*WHAT THE EXERCISE ASKS:* Set down exactly, and only, the lines from the one with "Could you point out the white sandy" to the final line of the entries, both included.

*RECORDS TO USE:*
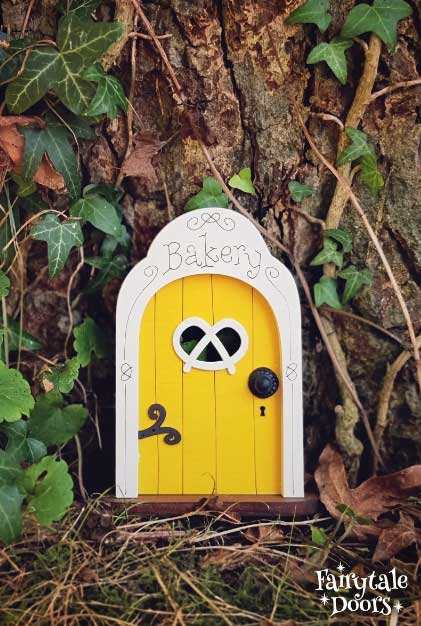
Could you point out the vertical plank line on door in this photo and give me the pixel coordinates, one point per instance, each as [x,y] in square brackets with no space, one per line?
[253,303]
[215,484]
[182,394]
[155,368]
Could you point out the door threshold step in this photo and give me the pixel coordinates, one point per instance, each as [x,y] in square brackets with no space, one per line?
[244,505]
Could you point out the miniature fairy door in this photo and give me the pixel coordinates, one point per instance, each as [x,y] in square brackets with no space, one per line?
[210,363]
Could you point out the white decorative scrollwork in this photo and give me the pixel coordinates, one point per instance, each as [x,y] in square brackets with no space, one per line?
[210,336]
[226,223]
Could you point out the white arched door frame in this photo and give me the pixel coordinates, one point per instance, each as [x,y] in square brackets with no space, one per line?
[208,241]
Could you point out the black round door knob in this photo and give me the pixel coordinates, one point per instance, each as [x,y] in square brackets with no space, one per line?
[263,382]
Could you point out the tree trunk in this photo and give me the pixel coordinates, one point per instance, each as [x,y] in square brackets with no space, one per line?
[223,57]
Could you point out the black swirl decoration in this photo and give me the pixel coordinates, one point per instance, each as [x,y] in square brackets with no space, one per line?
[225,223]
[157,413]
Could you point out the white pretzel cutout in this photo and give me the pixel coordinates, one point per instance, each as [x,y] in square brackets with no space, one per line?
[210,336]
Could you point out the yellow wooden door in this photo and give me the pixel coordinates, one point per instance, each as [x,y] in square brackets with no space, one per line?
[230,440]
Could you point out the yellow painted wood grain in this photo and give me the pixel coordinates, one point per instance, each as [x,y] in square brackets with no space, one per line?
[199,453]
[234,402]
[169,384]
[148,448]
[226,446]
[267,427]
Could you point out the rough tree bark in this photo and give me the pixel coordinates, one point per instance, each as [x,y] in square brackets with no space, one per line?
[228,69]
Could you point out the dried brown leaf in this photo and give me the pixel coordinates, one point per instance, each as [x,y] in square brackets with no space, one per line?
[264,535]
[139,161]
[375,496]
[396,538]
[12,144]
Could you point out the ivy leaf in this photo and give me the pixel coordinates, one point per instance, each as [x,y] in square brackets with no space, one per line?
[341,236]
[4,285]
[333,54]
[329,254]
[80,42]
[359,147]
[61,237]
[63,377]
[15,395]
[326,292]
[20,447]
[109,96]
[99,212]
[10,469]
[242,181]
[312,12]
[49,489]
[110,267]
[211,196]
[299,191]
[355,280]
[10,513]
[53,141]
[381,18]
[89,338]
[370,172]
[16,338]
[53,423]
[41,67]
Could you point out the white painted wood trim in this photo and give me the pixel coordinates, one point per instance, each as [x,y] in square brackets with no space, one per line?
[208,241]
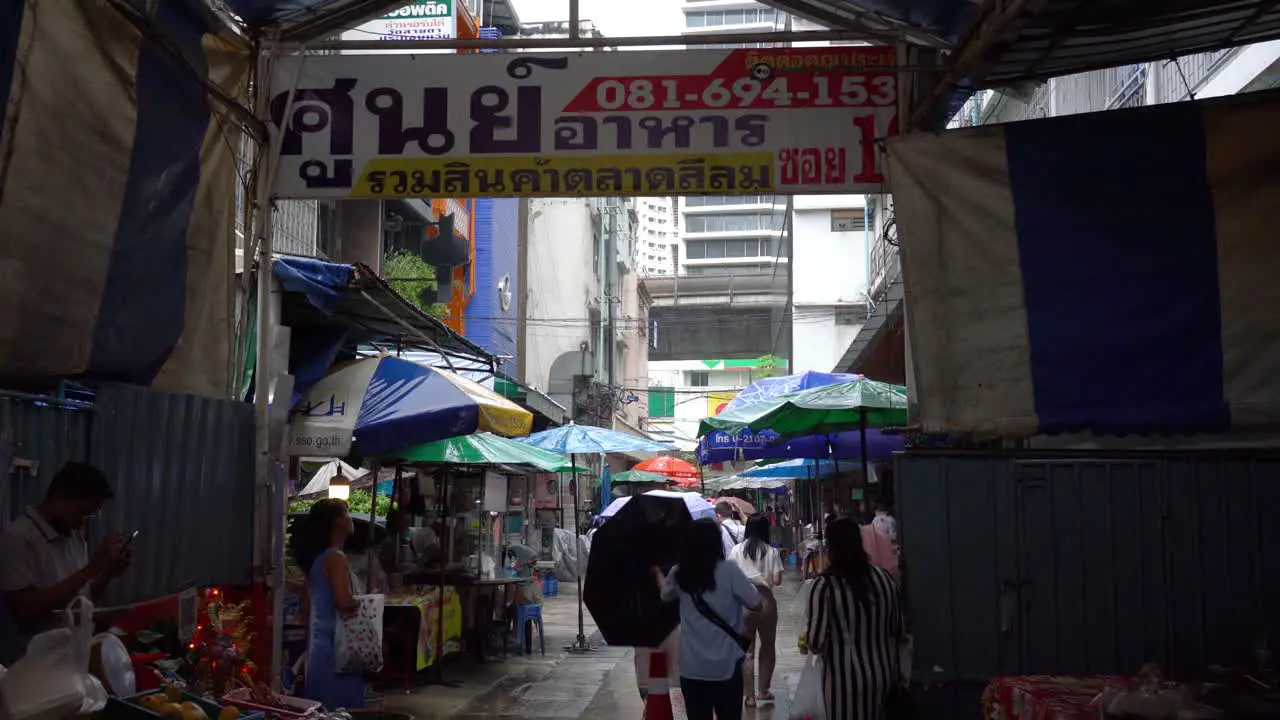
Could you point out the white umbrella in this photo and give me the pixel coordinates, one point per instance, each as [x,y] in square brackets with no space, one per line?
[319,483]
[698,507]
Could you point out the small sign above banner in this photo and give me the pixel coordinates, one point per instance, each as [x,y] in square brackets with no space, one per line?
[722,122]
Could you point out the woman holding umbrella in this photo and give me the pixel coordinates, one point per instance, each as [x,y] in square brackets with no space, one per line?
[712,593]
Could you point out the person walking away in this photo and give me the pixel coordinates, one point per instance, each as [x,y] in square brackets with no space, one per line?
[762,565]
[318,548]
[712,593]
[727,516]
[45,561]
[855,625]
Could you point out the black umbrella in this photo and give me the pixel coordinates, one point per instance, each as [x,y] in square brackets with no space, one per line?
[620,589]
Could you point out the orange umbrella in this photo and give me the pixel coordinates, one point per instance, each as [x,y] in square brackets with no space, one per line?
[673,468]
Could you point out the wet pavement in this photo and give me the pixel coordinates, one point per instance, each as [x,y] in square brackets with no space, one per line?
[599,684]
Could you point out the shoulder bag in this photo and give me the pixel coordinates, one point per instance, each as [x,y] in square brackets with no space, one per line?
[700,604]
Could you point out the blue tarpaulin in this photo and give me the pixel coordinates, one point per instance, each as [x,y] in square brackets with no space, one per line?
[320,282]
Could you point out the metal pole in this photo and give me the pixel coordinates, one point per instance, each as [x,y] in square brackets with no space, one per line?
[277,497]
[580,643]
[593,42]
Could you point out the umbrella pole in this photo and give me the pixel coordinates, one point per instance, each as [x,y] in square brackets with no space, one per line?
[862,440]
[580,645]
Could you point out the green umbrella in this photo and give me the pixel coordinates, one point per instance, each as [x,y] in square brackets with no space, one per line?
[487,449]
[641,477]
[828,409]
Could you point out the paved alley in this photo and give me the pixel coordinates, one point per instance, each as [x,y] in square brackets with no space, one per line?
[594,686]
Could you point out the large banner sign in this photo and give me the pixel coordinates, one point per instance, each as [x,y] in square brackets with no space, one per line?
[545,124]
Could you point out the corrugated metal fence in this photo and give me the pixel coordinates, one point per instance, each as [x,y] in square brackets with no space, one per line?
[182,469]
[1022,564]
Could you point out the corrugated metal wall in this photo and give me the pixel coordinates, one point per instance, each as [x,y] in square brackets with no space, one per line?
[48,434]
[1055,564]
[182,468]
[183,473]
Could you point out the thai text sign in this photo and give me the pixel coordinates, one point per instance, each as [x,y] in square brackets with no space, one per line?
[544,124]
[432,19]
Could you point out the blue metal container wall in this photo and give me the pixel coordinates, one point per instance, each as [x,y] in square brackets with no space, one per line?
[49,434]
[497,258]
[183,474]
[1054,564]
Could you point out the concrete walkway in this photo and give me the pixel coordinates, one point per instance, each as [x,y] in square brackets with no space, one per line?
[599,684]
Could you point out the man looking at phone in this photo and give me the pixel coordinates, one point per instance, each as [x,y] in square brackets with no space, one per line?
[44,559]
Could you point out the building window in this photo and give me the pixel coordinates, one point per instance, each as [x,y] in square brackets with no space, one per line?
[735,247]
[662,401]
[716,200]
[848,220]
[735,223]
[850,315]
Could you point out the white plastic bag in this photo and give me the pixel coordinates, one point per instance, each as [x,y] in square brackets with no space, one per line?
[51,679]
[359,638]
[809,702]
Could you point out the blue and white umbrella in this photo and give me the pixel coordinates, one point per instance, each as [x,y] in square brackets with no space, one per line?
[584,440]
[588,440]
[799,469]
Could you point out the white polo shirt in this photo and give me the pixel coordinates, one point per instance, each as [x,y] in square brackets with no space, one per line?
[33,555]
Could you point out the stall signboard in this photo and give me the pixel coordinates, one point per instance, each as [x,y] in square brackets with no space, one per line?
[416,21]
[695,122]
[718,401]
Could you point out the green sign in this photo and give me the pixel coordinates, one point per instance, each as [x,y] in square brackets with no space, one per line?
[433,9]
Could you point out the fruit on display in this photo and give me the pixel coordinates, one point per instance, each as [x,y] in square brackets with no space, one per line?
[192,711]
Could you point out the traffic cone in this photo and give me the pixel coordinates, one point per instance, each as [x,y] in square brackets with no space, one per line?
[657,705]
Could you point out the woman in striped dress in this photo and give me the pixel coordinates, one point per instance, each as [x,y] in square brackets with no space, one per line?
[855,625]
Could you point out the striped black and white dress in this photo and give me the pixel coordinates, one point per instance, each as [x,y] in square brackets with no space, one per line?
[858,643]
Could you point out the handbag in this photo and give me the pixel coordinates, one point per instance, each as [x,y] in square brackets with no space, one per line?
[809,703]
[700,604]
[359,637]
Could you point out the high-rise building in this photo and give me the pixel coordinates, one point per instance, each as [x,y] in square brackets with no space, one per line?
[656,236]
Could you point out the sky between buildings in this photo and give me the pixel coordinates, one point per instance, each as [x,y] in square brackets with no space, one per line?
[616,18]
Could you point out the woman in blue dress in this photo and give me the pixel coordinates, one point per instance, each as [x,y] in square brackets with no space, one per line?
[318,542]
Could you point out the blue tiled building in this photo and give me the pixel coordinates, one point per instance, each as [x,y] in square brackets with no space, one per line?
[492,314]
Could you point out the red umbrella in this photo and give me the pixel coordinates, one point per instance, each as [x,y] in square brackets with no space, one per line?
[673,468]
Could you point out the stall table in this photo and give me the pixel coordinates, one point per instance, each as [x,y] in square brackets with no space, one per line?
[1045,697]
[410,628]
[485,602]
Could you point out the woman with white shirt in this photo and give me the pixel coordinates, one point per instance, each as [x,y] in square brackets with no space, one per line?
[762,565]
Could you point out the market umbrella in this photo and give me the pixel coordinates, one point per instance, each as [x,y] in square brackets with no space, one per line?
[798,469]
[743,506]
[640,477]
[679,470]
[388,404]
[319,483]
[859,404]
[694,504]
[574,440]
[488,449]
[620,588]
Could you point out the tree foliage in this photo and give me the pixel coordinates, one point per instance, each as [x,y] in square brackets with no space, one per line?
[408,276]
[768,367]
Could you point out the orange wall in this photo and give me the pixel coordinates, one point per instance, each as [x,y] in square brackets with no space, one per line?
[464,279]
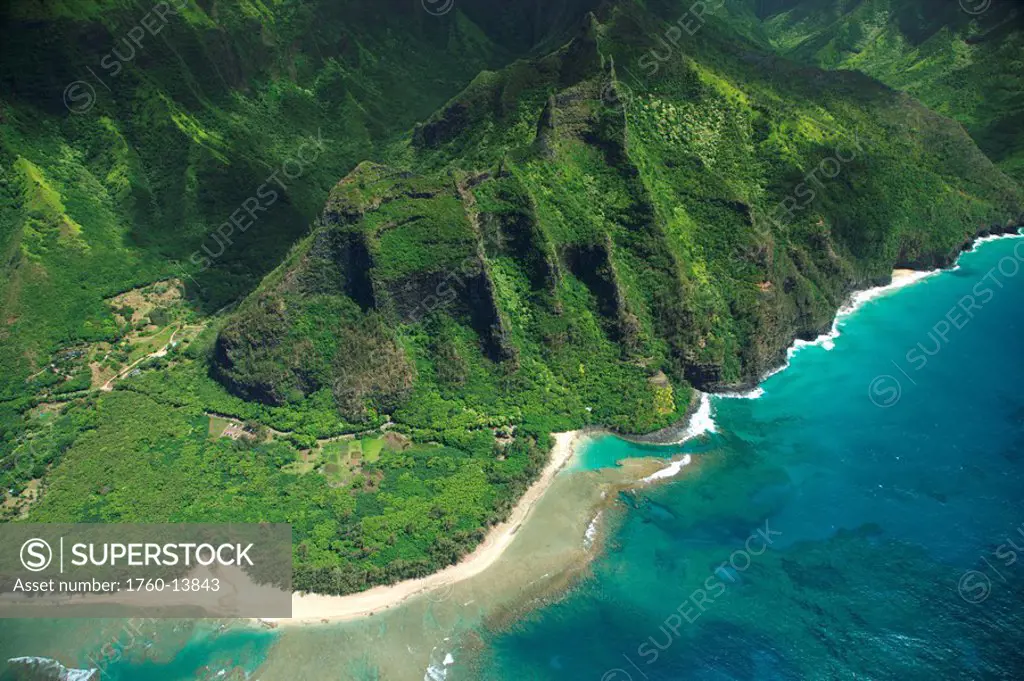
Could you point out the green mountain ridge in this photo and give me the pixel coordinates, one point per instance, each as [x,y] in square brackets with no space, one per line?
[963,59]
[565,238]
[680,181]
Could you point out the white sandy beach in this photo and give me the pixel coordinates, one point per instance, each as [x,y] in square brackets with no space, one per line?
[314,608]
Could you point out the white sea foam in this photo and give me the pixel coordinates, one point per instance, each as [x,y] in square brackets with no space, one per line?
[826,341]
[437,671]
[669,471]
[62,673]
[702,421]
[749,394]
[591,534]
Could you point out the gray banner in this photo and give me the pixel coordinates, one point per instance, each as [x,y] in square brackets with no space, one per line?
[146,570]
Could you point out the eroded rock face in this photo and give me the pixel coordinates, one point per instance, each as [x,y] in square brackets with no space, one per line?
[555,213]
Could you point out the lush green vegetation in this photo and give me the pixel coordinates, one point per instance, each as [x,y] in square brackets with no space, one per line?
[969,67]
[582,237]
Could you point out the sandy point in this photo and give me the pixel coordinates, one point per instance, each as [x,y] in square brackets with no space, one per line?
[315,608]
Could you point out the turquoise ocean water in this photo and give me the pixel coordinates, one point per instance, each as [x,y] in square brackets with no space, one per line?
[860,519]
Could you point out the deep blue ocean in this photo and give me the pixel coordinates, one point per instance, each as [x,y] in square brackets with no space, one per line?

*REPLY:*
Could you point out the white sandy beach in this photo and give me the pixel coordinates, one point per instance, each as [x,y] in square brackets with no space, one per line?
[314,608]
Could you point out the white sea foam in this photo and give me the pixel coordinates, one point per instance, each as [x,y] in square brackets with no space, one per line?
[826,341]
[437,671]
[669,471]
[62,673]
[702,421]
[749,394]
[591,534]
Could you point out the gray banner in this photo and give me the pixel coordinates, one point per instance, each as [x,y] in square brackets with no space, one per line?
[146,570]
Could you point out the eroded rock face in this photo and give me the pixel coordinates, one point per instance, each as [x,y] in square brackets with no space, one per line?
[555,213]
Could you point out the lush green vegetation in this photo and give me the pixel coordinates, one point per instance, each as [x,y] in square brackets with no space, one per line?
[969,67]
[582,237]
Could you point out the sandy point in this photo and give me the pixel coordinates, one point per instance, each as [x,y] in square brackets with no space, one per line?
[315,608]
Could you point out the turquoise ocean water in this photo and give me the pixel coordinates, one point per instance, each as [x,y] in square brackets with no space, one per line?
[860,519]
Could you point out the deep blue ocean in this photo and give me the pixel coordinates, one point per instance, each as [x,y] in square brackets with no space, one per line?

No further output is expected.